_Obiettivo_.
Raccolga tutte le righe dei record seguenti che contengono la stringa "phrase".

_Record forniti_.
┄┄┄┄┄┄
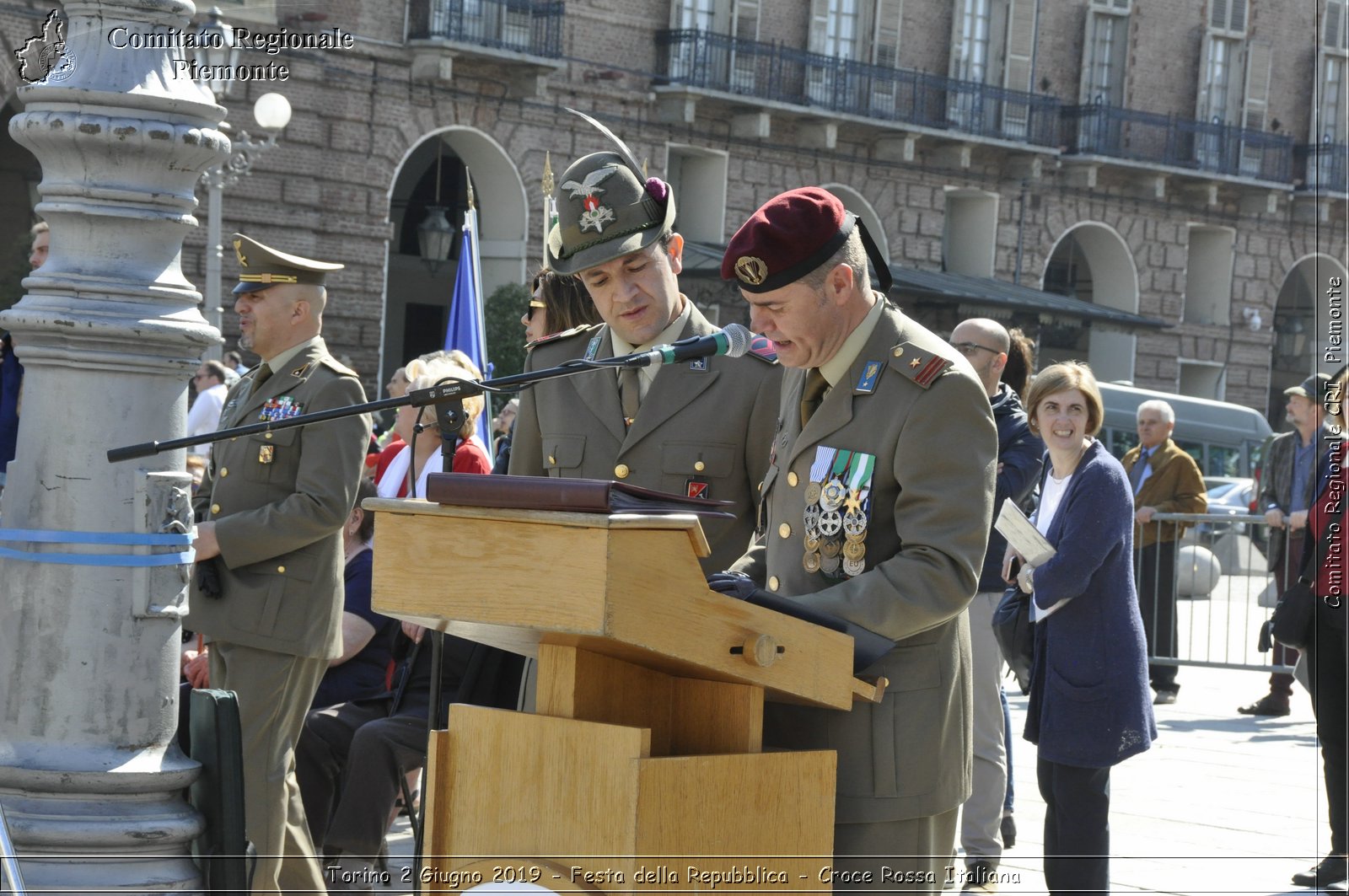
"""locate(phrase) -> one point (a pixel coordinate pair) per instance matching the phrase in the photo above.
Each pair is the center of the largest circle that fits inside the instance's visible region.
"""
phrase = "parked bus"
┄┄┄┄┄┄
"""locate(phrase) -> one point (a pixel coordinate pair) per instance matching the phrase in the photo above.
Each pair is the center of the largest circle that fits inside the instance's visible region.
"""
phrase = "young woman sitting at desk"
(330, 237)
┄┄┄┄┄┄
_Risposta completa_.
"""locate(phrase) -> one point (a pixel coordinate pair) per instance matching the phrase in the photo above.
phrase = "parked bus"
"""locate(phrase) -> one point (a pixel coordinate pair) per instance matching the phrase in the photo above.
phrase = "young woman sitting at desk"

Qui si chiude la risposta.